Given passage –

I really begin to think that a course in basic magic tricks should be a part of *any* Science curriculum.
If you can't see *all* sides of the problem (and once again it seems not even *looking* for them) how are you going to know if you've missed any *big* factors.
Now lets run some of those climate models with the data that's been collected over the last 30+ years and see what they say. No twiddling, no fudge factors. We're *living* through the real answer. Let's see what they say.
"Now lets run some of those climate models with the data that's been collected over the last 30+ years and see what they say. No twiddling, no fudge factors. We're *living* through the real answer. Let's see what they say."
The data that has been collected has already been skewed. Data from a handful of trees in one location gives us the answer we want so we destroyed not only the evidence from the other trees in the area, but all the other trees around the world as well. We don't want anybody reintepreting our data.
Mwu ha ha ha ha!
Signed: A. Climate-Scientist
In all seriousness the idea that climate scientists are the only ones to skew their data is nonsense. All sorts of scientists have been doing this for a long time in order to demontrate beyond doubt a pet theory or to continue their funding. The former being a way to keep the egg off their faces the latter being downright corrupt.
“Since when was this an AGW story?”
Fair point, but warmists are sensitive souls and they don’t like any suggestions that evidence they had previously considered rightfully theirs might have an unrelated cause. Ice melts because of AGW, not volcanoes, hotspots, cyclical warm periods or, er, summer...
So many of the greenie commentards posting on here seem to be missing a significant point here.
The problem found most unbiased scientists working in this area is that the PIG bucks the antarctic trend. Most of the antarctic area has experienced an increase in ice over recent decades. Of course those greenies, politicians and scientists who want to believe in human influnced global warming never mention this last fact. That would undermine their argument. Instead they go on and on about the increased flow of the PIG without mention of the rest of the antarctic. That is such incredibly bad science it's untrue.

(Excerpts from a dataset)
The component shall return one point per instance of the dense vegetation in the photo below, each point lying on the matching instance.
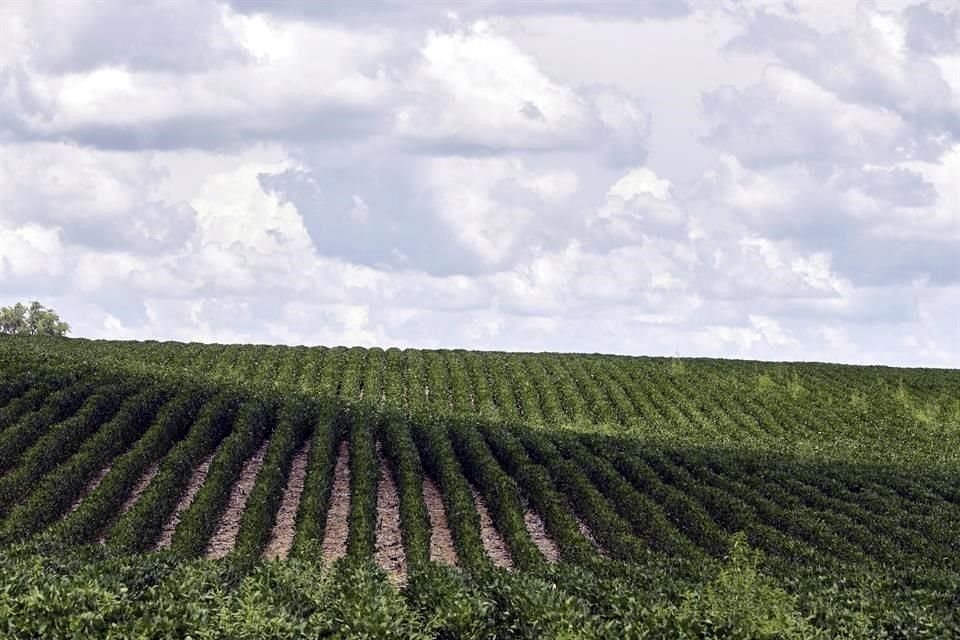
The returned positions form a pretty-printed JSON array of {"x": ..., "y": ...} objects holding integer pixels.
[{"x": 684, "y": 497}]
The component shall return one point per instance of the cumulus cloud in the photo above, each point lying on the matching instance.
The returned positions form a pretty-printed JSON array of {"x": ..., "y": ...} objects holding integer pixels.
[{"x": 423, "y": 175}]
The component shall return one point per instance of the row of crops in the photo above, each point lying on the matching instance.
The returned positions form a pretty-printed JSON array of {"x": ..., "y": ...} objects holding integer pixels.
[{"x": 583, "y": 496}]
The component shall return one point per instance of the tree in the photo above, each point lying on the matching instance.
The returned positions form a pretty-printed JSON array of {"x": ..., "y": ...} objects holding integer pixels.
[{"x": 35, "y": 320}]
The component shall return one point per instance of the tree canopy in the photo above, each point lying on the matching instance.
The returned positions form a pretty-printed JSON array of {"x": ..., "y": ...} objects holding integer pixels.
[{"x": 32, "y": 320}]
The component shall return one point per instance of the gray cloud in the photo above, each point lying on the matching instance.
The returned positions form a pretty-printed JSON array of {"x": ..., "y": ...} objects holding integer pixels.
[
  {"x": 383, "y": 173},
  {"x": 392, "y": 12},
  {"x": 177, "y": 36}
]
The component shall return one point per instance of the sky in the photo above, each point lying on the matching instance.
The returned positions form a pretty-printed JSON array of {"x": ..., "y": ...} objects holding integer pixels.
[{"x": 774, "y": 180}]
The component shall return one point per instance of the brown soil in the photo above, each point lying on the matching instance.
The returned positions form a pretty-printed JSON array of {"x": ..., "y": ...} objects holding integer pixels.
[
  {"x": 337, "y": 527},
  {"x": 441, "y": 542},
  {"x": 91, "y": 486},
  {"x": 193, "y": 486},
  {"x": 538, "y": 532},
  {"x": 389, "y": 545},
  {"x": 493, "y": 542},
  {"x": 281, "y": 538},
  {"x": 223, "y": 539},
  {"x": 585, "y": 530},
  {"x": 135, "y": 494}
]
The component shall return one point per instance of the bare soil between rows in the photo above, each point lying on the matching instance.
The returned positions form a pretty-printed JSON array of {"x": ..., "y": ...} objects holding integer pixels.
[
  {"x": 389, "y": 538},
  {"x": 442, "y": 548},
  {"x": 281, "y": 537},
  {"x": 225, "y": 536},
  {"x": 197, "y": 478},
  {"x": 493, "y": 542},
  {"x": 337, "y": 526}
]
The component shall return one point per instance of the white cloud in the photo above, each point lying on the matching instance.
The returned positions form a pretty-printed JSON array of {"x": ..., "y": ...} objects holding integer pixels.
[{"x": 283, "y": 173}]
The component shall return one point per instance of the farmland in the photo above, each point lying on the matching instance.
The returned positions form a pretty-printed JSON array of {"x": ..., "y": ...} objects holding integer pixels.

* * *

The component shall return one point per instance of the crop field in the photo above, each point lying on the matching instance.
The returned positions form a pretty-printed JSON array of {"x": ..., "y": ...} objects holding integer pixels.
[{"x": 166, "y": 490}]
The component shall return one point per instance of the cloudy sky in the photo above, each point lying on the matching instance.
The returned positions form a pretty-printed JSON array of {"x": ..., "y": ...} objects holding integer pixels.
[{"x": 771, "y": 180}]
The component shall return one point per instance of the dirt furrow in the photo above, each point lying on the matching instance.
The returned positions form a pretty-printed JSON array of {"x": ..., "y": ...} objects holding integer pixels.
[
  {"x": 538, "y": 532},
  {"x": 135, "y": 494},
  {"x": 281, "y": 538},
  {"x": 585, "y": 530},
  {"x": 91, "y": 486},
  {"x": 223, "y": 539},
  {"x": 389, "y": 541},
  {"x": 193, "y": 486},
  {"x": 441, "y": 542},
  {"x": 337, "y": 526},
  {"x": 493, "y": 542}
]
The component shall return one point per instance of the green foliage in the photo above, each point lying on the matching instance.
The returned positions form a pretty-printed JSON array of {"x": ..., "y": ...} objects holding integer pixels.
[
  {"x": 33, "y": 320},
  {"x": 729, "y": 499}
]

Task set –
1: Summarize the climate discussion in two sentences.
2: In the climate discussion, what causes of melting ice besides AGW does the commenter say warmists dislike hearing suggested? List every one.
3: Please extend the climate discussion by writing the next comment after the last one.
The records are separate from the climate discussion.

Replies –
1: The commenters accuse climate scientists of skewing data, with one mock-signed post joking about destroying tree evidence, and another arguing that scientists in many fields skew data to prove pet theories or keep their funding. One comment also claims that most of the Antarctic has gained ice in recent decades while the PIG bucks that trend, a fact it says believers in human-influenced warming never mention.

2: Volcanoes, hotspots, cyclical warm periods, summer

3:
Now the thing is that the increase in ice around antarctica could actually be caused by the increased flow of the PIG. If the pig is causing the oceans in the area to become fresher then this will effectively lower the melting point of the ice in those oceans. IOW this would mean ice in the oceans around antarctica would be less likely to melt. Which should mean more ice. So right up until somebody cast doubt on the theory that global warming had caused the increased flow of the PIG the greenies actually had a credible argument to explain the increase in antarctic ice. Of course it's now too late for them to start using that argument.
I'm not going to express a view either way on the subject of global warming itself, that argument will run and run. However I will say that the pro camp have got so used to fiddling figures and or at least selective reporting on the issue that they have got to the stage where they do it even if they don't need to. As such the population in general and the media* in particular are doubting the theory in ever greater numbers.
As for the comments about dramatic reporting; you should realise that reporting "we're all going to die" all the time quickly loses it's impact to the extent that it becomes a non-story. So what actually happens is that reporting the issue becomes less dramatic and more balanced. Sooner or later people see a "Global Warming Will Kill Us All" headline and unless they are dyed in the wool greenies they don't even bother reading the story. So if the journalist wants to get his point accross to the unbelievers s/he has to be more subtle. On the other hand the anti- camp have never had the dramatic headlines, "we're not doomed" has a lot less impact, so their stories have always been less dramatic and hence more generally credible to the rational mind.
* OK so that would be the media not including the Grauniad and the BBC.